begin Data rows

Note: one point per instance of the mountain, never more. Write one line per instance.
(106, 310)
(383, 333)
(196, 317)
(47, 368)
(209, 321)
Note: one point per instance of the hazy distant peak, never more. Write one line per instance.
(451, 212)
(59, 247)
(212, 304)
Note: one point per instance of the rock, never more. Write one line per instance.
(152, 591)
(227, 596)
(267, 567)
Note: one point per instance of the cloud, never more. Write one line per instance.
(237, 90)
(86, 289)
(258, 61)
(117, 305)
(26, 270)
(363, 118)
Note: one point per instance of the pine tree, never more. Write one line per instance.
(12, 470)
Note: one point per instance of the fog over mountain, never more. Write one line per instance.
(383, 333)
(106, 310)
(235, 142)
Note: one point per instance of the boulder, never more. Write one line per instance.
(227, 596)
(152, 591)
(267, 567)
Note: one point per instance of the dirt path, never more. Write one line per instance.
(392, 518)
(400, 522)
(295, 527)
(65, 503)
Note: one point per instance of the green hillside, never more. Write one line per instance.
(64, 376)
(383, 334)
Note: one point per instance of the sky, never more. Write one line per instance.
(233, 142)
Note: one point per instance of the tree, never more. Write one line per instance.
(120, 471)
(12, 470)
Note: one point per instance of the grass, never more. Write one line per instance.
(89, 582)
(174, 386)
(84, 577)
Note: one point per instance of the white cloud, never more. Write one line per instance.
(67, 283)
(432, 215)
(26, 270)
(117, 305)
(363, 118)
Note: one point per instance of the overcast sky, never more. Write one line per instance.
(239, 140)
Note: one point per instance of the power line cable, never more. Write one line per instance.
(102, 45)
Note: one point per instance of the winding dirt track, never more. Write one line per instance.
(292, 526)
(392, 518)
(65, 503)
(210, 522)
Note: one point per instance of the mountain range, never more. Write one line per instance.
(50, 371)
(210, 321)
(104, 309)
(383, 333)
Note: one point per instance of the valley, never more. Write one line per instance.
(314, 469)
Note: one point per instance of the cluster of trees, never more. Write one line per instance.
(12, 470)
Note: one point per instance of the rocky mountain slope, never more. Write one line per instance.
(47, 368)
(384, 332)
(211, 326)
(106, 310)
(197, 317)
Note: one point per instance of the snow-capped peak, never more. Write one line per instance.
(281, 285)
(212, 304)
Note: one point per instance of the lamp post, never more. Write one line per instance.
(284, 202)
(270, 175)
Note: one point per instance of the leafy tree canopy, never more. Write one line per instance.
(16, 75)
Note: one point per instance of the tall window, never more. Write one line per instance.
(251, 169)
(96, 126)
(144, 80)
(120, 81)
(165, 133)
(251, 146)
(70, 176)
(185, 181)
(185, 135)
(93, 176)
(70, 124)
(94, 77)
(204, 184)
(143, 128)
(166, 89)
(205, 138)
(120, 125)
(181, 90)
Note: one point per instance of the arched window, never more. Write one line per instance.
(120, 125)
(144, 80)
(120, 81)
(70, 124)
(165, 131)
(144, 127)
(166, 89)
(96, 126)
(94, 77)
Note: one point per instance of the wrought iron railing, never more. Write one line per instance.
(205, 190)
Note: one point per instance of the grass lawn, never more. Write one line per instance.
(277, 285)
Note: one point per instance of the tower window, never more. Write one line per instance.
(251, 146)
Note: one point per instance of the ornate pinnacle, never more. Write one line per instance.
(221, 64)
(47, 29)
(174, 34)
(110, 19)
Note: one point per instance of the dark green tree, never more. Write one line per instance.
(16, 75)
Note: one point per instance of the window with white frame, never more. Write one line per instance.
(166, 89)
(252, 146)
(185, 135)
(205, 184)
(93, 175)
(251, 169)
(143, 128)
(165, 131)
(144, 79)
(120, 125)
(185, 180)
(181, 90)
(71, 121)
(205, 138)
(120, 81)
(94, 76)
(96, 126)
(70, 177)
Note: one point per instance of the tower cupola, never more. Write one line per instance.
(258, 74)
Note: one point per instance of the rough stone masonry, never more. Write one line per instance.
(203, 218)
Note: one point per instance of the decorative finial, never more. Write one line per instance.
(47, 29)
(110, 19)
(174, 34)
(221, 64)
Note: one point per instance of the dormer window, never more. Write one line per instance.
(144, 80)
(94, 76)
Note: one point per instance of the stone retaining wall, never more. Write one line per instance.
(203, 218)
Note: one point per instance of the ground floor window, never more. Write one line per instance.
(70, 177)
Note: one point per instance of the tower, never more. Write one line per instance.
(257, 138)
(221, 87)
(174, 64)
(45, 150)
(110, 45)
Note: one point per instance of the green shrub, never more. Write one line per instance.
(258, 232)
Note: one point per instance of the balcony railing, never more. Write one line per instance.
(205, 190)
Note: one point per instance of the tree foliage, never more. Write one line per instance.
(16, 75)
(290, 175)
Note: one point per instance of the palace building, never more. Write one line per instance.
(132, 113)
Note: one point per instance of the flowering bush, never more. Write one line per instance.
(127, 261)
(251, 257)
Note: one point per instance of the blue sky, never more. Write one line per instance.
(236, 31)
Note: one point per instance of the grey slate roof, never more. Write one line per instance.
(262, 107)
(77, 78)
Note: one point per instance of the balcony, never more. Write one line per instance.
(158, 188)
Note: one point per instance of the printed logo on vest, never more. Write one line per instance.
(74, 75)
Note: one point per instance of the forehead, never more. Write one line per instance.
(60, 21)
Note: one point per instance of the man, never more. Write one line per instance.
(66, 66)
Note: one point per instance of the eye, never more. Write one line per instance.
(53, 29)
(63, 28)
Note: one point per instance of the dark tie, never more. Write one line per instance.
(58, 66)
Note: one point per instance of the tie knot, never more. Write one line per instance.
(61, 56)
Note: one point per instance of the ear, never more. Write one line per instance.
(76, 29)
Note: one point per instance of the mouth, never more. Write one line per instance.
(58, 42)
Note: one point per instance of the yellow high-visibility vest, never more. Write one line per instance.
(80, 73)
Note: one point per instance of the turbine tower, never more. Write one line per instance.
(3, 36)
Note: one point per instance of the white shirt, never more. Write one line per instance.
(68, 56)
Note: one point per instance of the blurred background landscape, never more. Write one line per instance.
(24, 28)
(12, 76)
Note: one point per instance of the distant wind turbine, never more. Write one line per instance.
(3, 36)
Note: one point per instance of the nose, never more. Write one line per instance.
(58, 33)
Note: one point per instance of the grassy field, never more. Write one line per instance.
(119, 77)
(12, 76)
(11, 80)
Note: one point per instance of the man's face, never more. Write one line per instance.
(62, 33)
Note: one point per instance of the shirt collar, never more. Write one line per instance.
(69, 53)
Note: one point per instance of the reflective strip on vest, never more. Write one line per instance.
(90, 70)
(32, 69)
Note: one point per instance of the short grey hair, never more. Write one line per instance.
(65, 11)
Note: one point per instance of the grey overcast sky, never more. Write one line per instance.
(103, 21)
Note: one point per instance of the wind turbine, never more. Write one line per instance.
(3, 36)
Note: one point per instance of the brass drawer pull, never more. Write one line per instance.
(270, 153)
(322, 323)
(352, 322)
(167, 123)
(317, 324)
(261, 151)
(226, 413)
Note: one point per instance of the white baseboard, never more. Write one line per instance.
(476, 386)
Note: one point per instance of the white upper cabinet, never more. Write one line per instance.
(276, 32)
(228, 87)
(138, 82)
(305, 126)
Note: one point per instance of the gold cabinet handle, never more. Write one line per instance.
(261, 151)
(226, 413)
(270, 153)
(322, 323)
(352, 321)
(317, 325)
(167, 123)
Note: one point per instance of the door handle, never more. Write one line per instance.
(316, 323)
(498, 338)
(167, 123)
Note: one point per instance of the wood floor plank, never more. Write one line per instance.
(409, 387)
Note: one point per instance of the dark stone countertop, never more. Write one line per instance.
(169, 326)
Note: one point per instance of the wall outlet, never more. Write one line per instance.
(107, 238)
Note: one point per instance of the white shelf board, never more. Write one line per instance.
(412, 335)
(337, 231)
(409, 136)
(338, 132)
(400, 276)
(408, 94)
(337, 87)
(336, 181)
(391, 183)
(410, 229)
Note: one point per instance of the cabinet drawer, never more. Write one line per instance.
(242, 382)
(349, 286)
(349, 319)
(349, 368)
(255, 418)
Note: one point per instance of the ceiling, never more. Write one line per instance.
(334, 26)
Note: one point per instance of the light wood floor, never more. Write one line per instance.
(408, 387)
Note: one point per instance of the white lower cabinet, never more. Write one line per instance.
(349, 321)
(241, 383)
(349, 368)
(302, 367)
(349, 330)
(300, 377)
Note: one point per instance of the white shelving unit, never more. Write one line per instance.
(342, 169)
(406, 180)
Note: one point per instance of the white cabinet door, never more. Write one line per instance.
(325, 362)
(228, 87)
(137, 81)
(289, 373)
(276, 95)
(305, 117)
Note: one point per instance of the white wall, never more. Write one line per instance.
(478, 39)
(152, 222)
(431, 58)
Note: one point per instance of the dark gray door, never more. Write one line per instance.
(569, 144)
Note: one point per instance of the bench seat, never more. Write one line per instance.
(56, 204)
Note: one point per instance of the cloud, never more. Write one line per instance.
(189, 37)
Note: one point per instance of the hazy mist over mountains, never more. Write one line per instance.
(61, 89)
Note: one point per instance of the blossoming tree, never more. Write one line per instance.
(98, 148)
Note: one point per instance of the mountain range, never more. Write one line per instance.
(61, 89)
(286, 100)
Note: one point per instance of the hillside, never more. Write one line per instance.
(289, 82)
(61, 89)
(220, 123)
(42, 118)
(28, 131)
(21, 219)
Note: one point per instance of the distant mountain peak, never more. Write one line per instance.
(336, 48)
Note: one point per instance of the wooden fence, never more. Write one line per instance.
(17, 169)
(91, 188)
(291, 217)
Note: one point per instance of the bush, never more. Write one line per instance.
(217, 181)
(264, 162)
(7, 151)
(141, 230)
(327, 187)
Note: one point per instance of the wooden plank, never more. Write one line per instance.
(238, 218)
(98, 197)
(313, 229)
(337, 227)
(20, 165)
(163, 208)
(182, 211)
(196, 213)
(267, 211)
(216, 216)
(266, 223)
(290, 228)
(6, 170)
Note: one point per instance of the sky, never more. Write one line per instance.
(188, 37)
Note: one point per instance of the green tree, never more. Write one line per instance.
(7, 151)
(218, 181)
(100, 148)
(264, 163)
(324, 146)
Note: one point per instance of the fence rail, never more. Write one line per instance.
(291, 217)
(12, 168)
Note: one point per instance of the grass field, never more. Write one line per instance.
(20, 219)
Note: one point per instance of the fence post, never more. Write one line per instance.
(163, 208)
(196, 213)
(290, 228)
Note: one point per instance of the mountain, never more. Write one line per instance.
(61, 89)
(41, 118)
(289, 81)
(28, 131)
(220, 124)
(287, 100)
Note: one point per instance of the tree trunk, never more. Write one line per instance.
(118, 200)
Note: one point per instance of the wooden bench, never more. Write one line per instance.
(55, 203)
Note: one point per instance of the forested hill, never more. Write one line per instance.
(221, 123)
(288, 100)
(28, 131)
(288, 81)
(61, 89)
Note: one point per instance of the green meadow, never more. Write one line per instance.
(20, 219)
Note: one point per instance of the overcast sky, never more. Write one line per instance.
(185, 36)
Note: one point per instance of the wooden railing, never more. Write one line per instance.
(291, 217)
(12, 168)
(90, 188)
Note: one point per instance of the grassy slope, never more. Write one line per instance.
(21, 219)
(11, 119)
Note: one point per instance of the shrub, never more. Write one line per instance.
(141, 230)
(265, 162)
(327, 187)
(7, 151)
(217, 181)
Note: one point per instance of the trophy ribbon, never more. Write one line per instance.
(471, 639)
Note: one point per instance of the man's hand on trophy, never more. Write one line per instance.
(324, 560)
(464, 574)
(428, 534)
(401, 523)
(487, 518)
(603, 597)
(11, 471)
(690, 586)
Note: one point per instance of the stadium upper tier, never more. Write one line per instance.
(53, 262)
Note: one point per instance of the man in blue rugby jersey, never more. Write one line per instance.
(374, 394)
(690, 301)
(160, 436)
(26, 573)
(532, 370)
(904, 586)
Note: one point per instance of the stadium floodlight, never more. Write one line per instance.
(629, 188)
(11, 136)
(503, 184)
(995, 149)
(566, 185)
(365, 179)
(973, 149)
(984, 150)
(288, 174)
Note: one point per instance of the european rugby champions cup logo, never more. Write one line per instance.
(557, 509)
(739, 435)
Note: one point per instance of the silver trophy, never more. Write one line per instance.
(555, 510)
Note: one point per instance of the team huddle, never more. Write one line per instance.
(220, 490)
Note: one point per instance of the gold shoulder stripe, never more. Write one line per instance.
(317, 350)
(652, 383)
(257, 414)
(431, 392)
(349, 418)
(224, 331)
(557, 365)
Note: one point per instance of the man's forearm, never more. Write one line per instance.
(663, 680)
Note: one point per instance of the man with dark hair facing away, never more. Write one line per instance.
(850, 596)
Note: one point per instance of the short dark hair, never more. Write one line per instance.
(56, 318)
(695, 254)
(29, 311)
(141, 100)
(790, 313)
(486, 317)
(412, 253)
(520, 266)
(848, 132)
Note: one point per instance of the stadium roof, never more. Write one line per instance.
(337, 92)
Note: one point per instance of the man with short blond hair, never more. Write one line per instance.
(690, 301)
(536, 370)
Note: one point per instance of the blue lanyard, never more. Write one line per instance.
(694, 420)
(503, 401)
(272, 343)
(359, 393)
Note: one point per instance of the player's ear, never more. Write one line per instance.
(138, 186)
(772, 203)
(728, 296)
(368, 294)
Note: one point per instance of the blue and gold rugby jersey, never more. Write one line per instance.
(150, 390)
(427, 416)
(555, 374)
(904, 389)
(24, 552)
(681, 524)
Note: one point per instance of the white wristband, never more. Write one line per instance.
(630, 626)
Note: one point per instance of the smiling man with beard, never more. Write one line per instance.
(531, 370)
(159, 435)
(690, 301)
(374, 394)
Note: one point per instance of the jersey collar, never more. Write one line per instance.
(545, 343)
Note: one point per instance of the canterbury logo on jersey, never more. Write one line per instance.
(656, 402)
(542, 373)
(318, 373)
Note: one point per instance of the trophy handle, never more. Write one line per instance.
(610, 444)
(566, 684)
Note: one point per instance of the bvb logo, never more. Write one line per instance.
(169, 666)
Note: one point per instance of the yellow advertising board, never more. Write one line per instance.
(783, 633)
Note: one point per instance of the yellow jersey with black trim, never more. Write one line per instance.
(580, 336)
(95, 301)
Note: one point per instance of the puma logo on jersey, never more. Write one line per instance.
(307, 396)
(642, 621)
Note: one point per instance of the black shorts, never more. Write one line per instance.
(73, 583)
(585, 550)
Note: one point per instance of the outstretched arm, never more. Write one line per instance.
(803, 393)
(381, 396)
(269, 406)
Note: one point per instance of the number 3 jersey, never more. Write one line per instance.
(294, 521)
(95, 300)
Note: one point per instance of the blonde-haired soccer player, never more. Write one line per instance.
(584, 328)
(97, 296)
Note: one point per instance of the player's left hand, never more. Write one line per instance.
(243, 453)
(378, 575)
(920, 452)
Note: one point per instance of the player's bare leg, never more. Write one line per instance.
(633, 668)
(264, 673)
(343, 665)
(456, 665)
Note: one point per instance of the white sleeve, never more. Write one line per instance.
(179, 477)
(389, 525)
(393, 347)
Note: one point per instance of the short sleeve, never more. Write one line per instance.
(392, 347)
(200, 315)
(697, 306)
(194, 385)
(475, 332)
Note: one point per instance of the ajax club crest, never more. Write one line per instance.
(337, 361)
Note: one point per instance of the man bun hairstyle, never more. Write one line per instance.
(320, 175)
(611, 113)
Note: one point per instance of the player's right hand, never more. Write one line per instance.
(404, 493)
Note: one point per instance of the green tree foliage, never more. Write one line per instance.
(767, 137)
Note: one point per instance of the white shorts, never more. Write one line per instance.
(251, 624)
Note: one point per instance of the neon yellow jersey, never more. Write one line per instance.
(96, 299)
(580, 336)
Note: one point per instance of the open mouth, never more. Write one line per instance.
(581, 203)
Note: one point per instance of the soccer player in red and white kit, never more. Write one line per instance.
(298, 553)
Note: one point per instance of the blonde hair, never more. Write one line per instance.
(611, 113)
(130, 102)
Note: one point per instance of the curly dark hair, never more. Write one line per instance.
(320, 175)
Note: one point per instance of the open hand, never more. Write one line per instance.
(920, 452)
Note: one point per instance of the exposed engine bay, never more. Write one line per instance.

end Data rows

▶ Given problem: In the listing above, find the line containing "Note: one point per instance of the man bun", then reproduce it and each line after it through the end, exactly and with nothing added.

▶ Reply:
Note: one point per instance of the man bun hairstyle, never more. Write one line per instance.
(320, 175)
(611, 113)
Note: one point per instance of the player's right hand, never more. Write one line per instance.
(404, 493)
Note: one point per instance of the green tree foliage, never more. Write one line per instance.
(767, 137)
Note: one point per instance of the white shorts, never more. Write one line per instance.
(251, 624)
Note: one point per instance of the neon yellow jersey, never more. Write one line per instance.
(96, 299)
(580, 336)
Note: one point per instance of the open mouth, never more. Write one line per instance.
(581, 203)
Note: one point per instance of the soccer player in red and white kit, never more. Write one line per instance.
(298, 553)
Note: one point per instance of the blonde hair, never more. Write one line per instance.
(611, 113)
(130, 102)
Note: one point per instance of the curly dark hair, never more. Write one line per instance.
(320, 175)
Note: one point per instance of the open hand, never more. Write one line per instance.
(920, 452)
Note: one point per instance of the exposed engine bay, never more. Write one line per instance.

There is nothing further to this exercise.